-- Opening Marker --

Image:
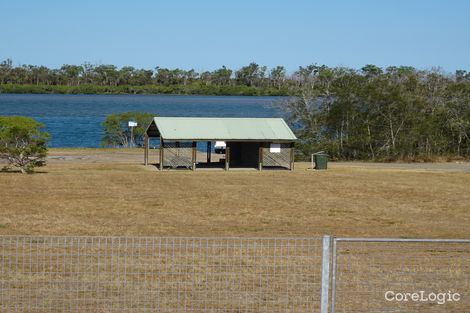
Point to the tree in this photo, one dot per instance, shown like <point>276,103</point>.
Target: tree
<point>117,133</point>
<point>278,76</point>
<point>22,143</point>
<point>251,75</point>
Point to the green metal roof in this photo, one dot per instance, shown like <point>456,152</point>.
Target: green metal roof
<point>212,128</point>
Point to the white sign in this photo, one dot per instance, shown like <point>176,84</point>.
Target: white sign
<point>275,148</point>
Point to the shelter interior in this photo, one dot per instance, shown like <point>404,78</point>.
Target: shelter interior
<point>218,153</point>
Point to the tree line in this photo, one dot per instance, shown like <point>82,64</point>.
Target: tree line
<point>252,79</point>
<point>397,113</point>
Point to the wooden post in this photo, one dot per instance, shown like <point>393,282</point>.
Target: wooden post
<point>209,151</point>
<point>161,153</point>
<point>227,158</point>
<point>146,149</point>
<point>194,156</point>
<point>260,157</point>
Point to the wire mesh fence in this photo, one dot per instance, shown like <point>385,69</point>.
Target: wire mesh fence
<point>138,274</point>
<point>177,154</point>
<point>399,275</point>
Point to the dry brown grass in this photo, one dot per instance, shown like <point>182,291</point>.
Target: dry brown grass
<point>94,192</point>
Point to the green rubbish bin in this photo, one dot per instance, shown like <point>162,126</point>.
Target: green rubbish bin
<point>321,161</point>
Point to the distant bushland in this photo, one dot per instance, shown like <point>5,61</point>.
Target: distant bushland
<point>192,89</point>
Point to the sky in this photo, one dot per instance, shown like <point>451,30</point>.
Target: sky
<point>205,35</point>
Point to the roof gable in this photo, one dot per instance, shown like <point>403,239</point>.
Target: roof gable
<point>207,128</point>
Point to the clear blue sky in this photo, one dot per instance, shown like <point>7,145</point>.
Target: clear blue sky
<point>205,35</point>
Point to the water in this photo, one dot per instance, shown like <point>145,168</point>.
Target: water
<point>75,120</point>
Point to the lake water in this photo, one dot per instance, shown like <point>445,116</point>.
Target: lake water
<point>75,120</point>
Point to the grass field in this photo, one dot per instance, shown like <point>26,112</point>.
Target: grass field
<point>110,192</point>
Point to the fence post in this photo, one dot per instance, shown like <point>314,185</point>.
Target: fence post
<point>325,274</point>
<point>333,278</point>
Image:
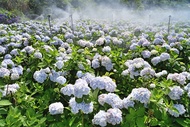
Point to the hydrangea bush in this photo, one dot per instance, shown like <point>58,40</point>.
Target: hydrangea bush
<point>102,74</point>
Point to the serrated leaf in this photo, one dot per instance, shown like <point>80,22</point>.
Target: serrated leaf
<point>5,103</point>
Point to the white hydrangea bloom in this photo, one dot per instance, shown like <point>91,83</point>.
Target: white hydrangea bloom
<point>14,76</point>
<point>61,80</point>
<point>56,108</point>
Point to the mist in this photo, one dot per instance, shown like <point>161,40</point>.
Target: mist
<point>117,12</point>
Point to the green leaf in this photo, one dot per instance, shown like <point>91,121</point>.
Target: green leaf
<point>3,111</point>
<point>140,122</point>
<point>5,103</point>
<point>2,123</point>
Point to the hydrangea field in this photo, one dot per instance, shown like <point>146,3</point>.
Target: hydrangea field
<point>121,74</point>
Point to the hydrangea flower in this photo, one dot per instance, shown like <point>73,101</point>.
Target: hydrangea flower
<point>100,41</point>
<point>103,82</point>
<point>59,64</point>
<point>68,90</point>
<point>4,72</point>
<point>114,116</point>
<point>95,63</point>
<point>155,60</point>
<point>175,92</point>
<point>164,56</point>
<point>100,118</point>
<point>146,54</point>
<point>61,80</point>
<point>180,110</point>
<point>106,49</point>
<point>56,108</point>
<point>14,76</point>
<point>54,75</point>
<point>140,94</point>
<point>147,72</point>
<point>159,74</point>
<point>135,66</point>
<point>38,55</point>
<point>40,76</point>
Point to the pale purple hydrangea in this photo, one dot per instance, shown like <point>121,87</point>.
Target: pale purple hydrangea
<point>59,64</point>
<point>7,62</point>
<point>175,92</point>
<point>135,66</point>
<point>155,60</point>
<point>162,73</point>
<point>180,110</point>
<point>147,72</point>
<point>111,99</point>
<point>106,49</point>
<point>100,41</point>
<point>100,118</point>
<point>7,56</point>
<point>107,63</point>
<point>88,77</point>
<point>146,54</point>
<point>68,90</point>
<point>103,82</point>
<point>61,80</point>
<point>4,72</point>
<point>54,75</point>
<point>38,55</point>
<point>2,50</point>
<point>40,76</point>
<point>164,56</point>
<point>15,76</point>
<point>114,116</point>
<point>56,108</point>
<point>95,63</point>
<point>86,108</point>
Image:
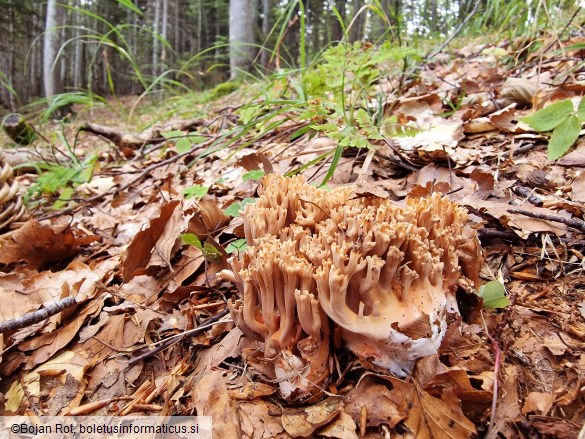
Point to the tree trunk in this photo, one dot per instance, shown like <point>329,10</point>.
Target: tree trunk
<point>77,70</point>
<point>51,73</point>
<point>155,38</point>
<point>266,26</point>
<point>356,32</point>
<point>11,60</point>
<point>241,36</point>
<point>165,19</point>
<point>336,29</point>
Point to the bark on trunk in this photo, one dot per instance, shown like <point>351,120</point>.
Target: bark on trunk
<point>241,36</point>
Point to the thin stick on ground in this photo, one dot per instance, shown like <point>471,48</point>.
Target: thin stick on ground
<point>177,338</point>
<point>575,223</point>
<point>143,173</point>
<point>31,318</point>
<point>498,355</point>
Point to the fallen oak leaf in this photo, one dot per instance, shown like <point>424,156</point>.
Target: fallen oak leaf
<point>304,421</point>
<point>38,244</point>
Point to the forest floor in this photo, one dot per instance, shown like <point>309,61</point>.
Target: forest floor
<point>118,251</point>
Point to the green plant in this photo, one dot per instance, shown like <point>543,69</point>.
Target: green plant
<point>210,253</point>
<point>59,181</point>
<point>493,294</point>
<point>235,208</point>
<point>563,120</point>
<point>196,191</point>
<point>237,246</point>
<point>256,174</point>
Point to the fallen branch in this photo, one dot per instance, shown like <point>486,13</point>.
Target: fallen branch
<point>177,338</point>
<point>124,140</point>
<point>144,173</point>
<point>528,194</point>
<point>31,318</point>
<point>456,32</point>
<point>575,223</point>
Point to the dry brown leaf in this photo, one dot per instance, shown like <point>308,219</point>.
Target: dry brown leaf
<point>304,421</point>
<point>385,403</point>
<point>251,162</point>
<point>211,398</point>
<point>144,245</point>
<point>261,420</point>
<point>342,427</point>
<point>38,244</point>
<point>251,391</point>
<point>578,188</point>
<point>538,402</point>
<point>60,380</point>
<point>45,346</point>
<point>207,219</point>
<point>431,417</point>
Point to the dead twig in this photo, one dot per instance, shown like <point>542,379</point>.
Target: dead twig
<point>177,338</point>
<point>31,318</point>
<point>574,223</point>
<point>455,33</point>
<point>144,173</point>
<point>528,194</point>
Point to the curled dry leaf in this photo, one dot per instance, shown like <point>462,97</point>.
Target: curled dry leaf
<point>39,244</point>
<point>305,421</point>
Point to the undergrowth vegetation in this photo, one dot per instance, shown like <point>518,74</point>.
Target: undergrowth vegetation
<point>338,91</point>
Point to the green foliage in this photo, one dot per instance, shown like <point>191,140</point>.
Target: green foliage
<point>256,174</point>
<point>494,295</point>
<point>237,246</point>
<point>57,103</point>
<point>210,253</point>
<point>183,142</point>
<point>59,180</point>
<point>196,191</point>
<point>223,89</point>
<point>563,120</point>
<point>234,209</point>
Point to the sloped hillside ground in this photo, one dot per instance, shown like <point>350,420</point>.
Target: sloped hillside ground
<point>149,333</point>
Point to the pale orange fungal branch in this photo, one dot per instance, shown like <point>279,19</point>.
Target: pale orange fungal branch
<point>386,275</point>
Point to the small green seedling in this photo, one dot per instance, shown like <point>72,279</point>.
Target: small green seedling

-- Closing Marker --

Without including the pictures, return each record above exactly as it stands.

Image:
Point to the tree in this photo, one dot per instance, shown like <point>276,103</point>.
Target: tree
<point>117,133</point>
<point>278,76</point>
<point>22,143</point>
<point>251,75</point>
Point to the green metal roof in this photo, one dot per instance, shown like <point>456,152</point>.
Target: green metal roof
<point>212,128</point>
Point to the white sign in this photo, one dot per instance, shown like <point>176,84</point>.
Target: white sign
<point>275,148</point>
Point to the shelter interior in this photo, one dot per instance, shown like <point>404,78</point>.
Target: shelter interior
<point>218,153</point>
Point to the tree line in this photo, one dot per instance, shown like <point>82,64</point>.
Target: tree line
<point>252,79</point>
<point>397,113</point>
Point to the wooden post in this photo, one dot per instance, shown like <point>393,282</point>.
Target: wooden post
<point>209,151</point>
<point>161,153</point>
<point>227,158</point>
<point>146,149</point>
<point>194,156</point>
<point>260,157</point>
Point to the wire mesh fence in this photo, one dot per instance, shown like <point>385,69</point>.
Target: wire mesh fence
<point>138,274</point>
<point>177,154</point>
<point>399,275</point>
Point to the dry brown grass in this photo, one dot per instance, shown like <point>182,291</point>.
Target: dry brown grass
<point>94,192</point>
Point to the green rubbish bin in this photo, one dot per instance, shown like <point>162,126</point>.
Target: green rubbish bin
<point>321,161</point>
Point to the distant bushland in this photo, one dot per instance, shown like <point>5,61</point>.
Target: distant bushland
<point>192,89</point>
Point to the sky in this photo, one dot per instance, shown like <point>451,30</point>.
Target: sky
<point>205,35</point>
Point to the roof gable in this photo, one dot per instance, shown like <point>403,239</point>.
Target: roof gable
<point>207,128</point>
Point to the clear blue sky in this photo, one dot per instance, shown like <point>7,145</point>.
Target: clear blue sky
<point>205,35</point>
Point to the water in this photo, one dot per instance, shown like <point>145,168</point>.
Target: water
<point>75,120</point>
Point to the lake water in this photo, one dot per instance, shown like <point>445,116</point>.
Target: lake water
<point>75,120</point>
Point to the grass field in this photo, one dot per instance, shown like <point>26,112</point>.
Target: grass field
<point>110,192</point>
Point to the fence post in this photo, one dot per instance, shown like <point>314,185</point>.
Target: fence post
<point>325,274</point>
<point>333,278</point>
Image:
Point to the hydrangea bush in this photo, one dot per instance, shown like <point>58,40</point>.
Target: hydrangea bush
<point>102,74</point>
Point to the serrated leaf in this photo, one dot per instance, shown like <point>80,22</point>.
Target: serrated leaf
<point>5,103</point>
Point to the white hydrangea bloom in this photo, one dot per instance, shown like <point>91,83</point>.
Target: white hydrangea bloom
<point>14,76</point>
<point>61,80</point>
<point>56,108</point>
Point to the mist in this photo, one dot per instance, shown like <point>161,40</point>.
Target: mist
<point>117,12</point>
Point to the green leaf in this photo, one dot per instance, shown like <point>91,121</point>.
Target: green leaf
<point>3,111</point>
<point>140,122</point>
<point>5,103</point>
<point>2,123</point>
Point to the hydrangea field in this photo, one dot per instance, shown like <point>146,3</point>.
Target: hydrangea field
<point>121,74</point>
Point to the hydrangea flower in this photo, one dot per instance, shown like <point>73,101</point>.
Target: hydrangea flower
<point>100,41</point>
<point>103,82</point>
<point>59,64</point>
<point>68,90</point>
<point>4,72</point>
<point>114,116</point>
<point>95,63</point>
<point>155,60</point>
<point>175,92</point>
<point>164,56</point>
<point>100,118</point>
<point>146,54</point>
<point>61,80</point>
<point>180,110</point>
<point>106,49</point>
<point>56,108</point>
<point>14,76</point>
<point>54,75</point>
<point>140,94</point>
<point>147,72</point>
<point>159,74</point>
<point>135,66</point>
<point>38,55</point>
<point>40,76</point>
Point to the pale purple hydrangea in this photo, one dot per instance, shown like <point>121,87</point>.
Target: pale purple hydrangea
<point>59,64</point>
<point>7,62</point>
<point>175,92</point>
<point>135,66</point>
<point>155,60</point>
<point>162,73</point>
<point>180,110</point>
<point>147,72</point>
<point>111,99</point>
<point>106,49</point>
<point>100,41</point>
<point>100,118</point>
<point>7,56</point>
<point>107,63</point>
<point>88,77</point>
<point>146,54</point>
<point>68,90</point>
<point>103,82</point>
<point>61,80</point>
<point>4,72</point>
<point>54,75</point>
<point>38,55</point>
<point>2,50</point>
<point>40,76</point>
<point>164,56</point>
<point>15,76</point>
<point>114,116</point>
<point>56,108</point>
<point>95,63</point>
<point>86,108</point>
Image:
Point to the tree trunk in this photo, one dot per instance, shown like <point>329,10</point>.
Target: tree trunk
<point>77,70</point>
<point>51,73</point>
<point>155,38</point>
<point>266,26</point>
<point>356,32</point>
<point>11,60</point>
<point>241,36</point>
<point>165,19</point>
<point>336,29</point>
Point to the bark on trunk in this photo, one dot per instance, shown like <point>351,120</point>.
Target: bark on trunk
<point>241,36</point>
Point to the thin stick on ground in this photo, one dot per instance, shown like <point>471,48</point>.
Target: thin stick on ground
<point>177,338</point>
<point>575,223</point>
<point>143,173</point>
<point>31,318</point>
<point>498,355</point>
Point to the fallen oak leaf in this photo, one dot per instance, shown like <point>424,156</point>.
Target: fallen oak leaf
<point>304,421</point>
<point>38,244</point>
Point to the forest floor in this photo, one dot per instance, shown like <point>309,61</point>.
Target: forest floor
<point>118,251</point>
Point to the green plant in this photo, one dot per instance, shown like <point>543,69</point>.
Target: green plant
<point>210,253</point>
<point>59,181</point>
<point>493,294</point>
<point>235,208</point>
<point>563,120</point>
<point>196,191</point>
<point>237,246</point>
<point>256,174</point>
Point to the fallen branch in this photo, one dot per instance, shown like <point>486,13</point>.
Target: fallen branch
<point>177,338</point>
<point>124,140</point>
<point>144,173</point>
<point>528,194</point>
<point>31,318</point>
<point>456,32</point>
<point>575,223</point>
Point to the dry brown leaf in this photo, one dot per instance, shown like <point>308,219</point>.
Target: dry brown leaf
<point>304,421</point>
<point>385,403</point>
<point>251,162</point>
<point>211,398</point>
<point>144,245</point>
<point>261,420</point>
<point>342,427</point>
<point>38,244</point>
<point>251,391</point>
<point>578,188</point>
<point>538,402</point>
<point>60,380</point>
<point>45,346</point>
<point>207,219</point>
<point>431,417</point>
Point to the dead twig in this photo, one dot per instance, shown like <point>542,379</point>.
Target: dead twig
<point>177,338</point>
<point>31,318</point>
<point>574,223</point>
<point>455,33</point>
<point>144,173</point>
<point>528,194</point>
Point to the curled dry leaf in this photo, one dot per instance, shown like <point>462,97</point>.
Target: curled dry leaf
<point>39,244</point>
<point>305,421</point>
Point to the undergrowth vegetation in this photo, one dot per instance, shown like <point>518,74</point>.
Target: undergrowth vegetation
<point>338,91</point>
Point to the green foliage in this photo, one dot per instance, shown like <point>191,140</point>.
Target: green foliage
<point>256,174</point>
<point>494,295</point>
<point>237,246</point>
<point>57,103</point>
<point>210,253</point>
<point>183,142</point>
<point>59,180</point>
<point>196,191</point>
<point>223,89</point>
<point>563,120</point>
<point>234,209</point>
Point to the sloped hillside ground in this photo, one dot per instance, shown like <point>350,420</point>.
Target: sloped hillside ground
<point>149,333</point>
Point to the pale orange fungal branch in this photo, one dot per instance, shown like <point>279,19</point>.
Target: pale orange fungal branch
<point>386,275</point>
Point to the small green seedling in this photo, one dot per instance, shown like <point>72,279</point>.
Target: small green seedling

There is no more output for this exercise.